-- Passage to read --
<<<<

Hi Matteo,

There was a bug in the 0.9.1 such that task.close() can be invoked both in
the Worker thread and Herder thread. There can be a race condition that
consumer.close() is invoked in multiple threads at the same time. As the
consumer is designed to be used in single thread, thus the concurrent
modification exception is thrown if consumer.close() method is invoked by
multiple threads.

This bug is fixed in the coming 0.10.0 release and consumer.close() is only
invoked in the SinkTaskThread.

Thanks,
Liquan

On Sun, May 15, 2016 at 11:57 PM, Matteo Luzzi <matteo.lu...@gmail.com>
wrote:

> Any other thoughts on this?
> Thanks,
> Matteo
>
> 2016-05-12 13:09 GMT+02:00 Matteo Luzzi <matteo.lu...@gmail.com>:
>
> > I found also this suspicious log snippet that might be revelant. The task
> > executed by thread 134 is the one that won't receive messages
> >
> > INFO Attempt to heart beat failed since the group is rebalancing, try to
> > re-join group.
> > (org.apache.kafka.clients.consumer.internals.AbstractCoordinator:633)

>>>>

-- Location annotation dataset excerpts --
<<<<

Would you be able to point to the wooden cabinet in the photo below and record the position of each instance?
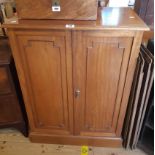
(76, 81)
(100, 65)
(45, 55)
(11, 114)
(64, 9)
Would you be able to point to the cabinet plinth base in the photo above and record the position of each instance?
(76, 140)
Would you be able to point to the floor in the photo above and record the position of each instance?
(13, 142)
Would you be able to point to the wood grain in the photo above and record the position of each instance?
(124, 19)
(70, 9)
(13, 143)
(100, 65)
(44, 57)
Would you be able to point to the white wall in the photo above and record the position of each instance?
(120, 3)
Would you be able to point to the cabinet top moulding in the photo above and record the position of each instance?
(108, 19)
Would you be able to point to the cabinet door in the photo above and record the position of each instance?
(45, 61)
(100, 67)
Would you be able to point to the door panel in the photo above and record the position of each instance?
(44, 58)
(100, 65)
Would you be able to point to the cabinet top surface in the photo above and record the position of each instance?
(108, 19)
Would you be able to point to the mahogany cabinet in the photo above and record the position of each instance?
(76, 79)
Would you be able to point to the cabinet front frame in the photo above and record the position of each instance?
(40, 136)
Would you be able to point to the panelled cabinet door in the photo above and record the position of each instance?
(100, 67)
(45, 59)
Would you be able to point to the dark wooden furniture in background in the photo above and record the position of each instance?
(70, 9)
(76, 80)
(10, 109)
(145, 9)
(146, 140)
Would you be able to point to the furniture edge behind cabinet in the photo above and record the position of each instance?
(75, 82)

>>>>

-- Brief 1 --
Answer these about the mailing-list thread on the consumer.close() bug:
(a) In which release did the bug occur?
(b) Once the fix is in, in which thread is consumer.close() invoked?
(c) Which thread executed the task that won't receive messages?
-- Brief 2 --
Can you reproduce the mailing-list thread on the consumer.close() bug between "This bug is" and "thoughts on this?", inclusive?
-- Brief 3 --
Resume the mailing-list thread on the consumer.close() bug, picking up right after its final line.

-- Answer 1 --
(a) 0.9.1
(b) The SinkTaskThread
(c) Thread 134

-- Answer 2 --
This bug is fixed in the coming 0.10.0 release and consumer.close() is only
invoked in the SinkTaskThread.

Thanks,
Liquan

On Sun, May 15, 2016 at 11:57 PM, Matteo Luzzi <matteo.lu...@gmail.com>
wrote:

> Any other thoughts on this?

-- Answer 3 --
> > [2016-05-12 10:27:09,623] INFO
> > [kafka-connect-topic-0, kafka-connect-topic-1, kafka-connect-topic-2,
> kafka-connect-topic-3, kafka-connect-topic-4, kafka-connect-topic-5]
> > topic-partitions are revoked
> > from this thread task 134
> (com.connect.elasticsearch_kafka_connector.task.ElasticsearchTask:99)
> > [2016-05-12 10:27:09,623] INFO
> > org.apache.kafka.connect.runtime.WorkerSinkTask@5c29784c Committing
> > offsets (org.apache.kafka.connect.runtime.WorkerSinkTask:187)
> > [2016-05-12 10:27:09,634] INFO [kafka-connect-topic-0] topic-partitions
> > are assigned from this thread task 134
> > (com.connect.elasticsearch_kafka_connector.task.ElasticsearchTask:92)
> >
> > 2016-05-12 8:58 GMT+02:00 Matteo Luzzi <matteo.lu...@gmail.com>:
> >
> >> Hi, Liquan
> >>
> >> I run the two workers inside docker containers and a connector having 6
> >> tasks. They read from a topic having 6 partitions Then I kill one of the
> >> two containers using docker kill or docker restart command. When the
> >> container is up again a rebalance happens and sometimes few tasks don't
> >> consume messages anymore even thought the onPartitionAssigned functions
> >> says that they are handling a partition of the topic. Let me know if you
> >> need other information
> >> I use Kafka 0.9.0.
> >>
> >> Thanks for the help,
> >> Matteo
> >>
> >> 2016-05-11 22:57 GMT+02:00 Liquan Pei <liquan...@gmail.com>:
> >>
> >>> Hi Matteo,
> >>>
> >>> I am not completely follow the steps.  Can you share the exact command
> to
> >>> reproduce the issue? What kind of commands did you use to restart the
> >>> connector? Which version of Kafka are you using?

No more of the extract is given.